▶ [WORKING DATA]
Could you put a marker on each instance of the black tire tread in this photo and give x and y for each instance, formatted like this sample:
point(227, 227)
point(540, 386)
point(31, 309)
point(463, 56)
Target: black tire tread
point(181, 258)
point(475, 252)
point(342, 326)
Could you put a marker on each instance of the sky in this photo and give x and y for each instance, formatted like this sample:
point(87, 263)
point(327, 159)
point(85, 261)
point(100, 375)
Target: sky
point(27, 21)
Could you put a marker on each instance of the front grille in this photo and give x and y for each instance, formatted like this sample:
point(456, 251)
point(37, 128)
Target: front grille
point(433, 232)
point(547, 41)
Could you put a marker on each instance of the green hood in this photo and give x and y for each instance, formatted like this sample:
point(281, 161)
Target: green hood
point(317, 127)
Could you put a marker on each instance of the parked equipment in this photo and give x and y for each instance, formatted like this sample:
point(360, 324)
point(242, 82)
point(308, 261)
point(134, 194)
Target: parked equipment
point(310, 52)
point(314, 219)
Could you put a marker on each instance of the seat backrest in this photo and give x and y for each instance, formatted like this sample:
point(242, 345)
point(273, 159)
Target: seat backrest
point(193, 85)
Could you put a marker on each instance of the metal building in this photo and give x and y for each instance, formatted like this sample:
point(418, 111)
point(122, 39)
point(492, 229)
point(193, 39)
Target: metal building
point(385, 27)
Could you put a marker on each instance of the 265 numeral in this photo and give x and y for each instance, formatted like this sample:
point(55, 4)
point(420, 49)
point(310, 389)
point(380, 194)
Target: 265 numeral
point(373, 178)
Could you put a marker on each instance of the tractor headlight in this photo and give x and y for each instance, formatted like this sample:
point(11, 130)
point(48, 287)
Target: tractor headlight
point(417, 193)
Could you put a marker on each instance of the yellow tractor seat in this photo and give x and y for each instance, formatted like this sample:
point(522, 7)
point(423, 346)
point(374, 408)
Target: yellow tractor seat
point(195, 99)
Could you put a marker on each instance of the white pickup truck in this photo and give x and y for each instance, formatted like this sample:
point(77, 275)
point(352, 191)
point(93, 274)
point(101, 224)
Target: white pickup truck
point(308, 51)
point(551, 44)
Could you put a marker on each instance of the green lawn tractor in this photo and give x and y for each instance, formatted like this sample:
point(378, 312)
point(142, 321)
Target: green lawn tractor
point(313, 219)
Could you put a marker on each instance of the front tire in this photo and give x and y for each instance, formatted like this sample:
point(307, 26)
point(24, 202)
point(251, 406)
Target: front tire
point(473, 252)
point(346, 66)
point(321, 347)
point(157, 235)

▶ [INSTRUCTION]
Format the records from the line containing "the green hood" through the line containing "point(195, 99)" as a JSON list of strings, one string per line, skipping any blank lines.

▶ [COMPLETE RESPONSE]
[
  "Could you put a marker on each instance of the green hood in this photo and give x and y for each instance, formatted like this sample:",
  "point(281, 161)",
  "Target: green hood",
  "point(317, 127)",
  "Could you put a marker on each instance of the parked equipment in this photo and give x and y for each instance, formatted like this sample:",
  "point(360, 324)",
  "point(242, 82)",
  "point(308, 261)",
  "point(134, 194)",
  "Target: parked equipment",
  "point(310, 52)",
  "point(314, 219)",
  "Could you put a marker on each instance of the seat backrest in this photo and give x and y for each instance, formatted like this sample:",
  "point(242, 345)",
  "point(273, 159)",
  "Target: seat backrest",
  "point(193, 85)",
  "Could you put a marker on each instance of the metal building in this photo and give x and y for each instance, formatted like this sample:",
  "point(418, 111)",
  "point(122, 39)",
  "point(492, 229)",
  "point(193, 39)",
  "Target: metal building",
  "point(385, 27)",
  "Could you put a marker on each instance of the 265 numeral in this photo and give x and y for each instance, formatted like this sample:",
  "point(55, 4)",
  "point(420, 49)",
  "point(310, 389)",
  "point(380, 194)",
  "Target: 265 numeral",
  "point(373, 178)",
  "Could you put a marker on each instance of the tractor headlight in this photo and give x and y for each instance, formatted like this sample:",
  "point(11, 130)",
  "point(48, 287)",
  "Target: tractor headlight",
  "point(417, 193)",
  "Could you put a marker on each instance of the yellow tractor seat in this photo and give x and y for each instance, formatted like this sample:",
  "point(522, 7)",
  "point(423, 346)",
  "point(374, 408)",
  "Target: yellow tractor seat",
  "point(195, 99)"
]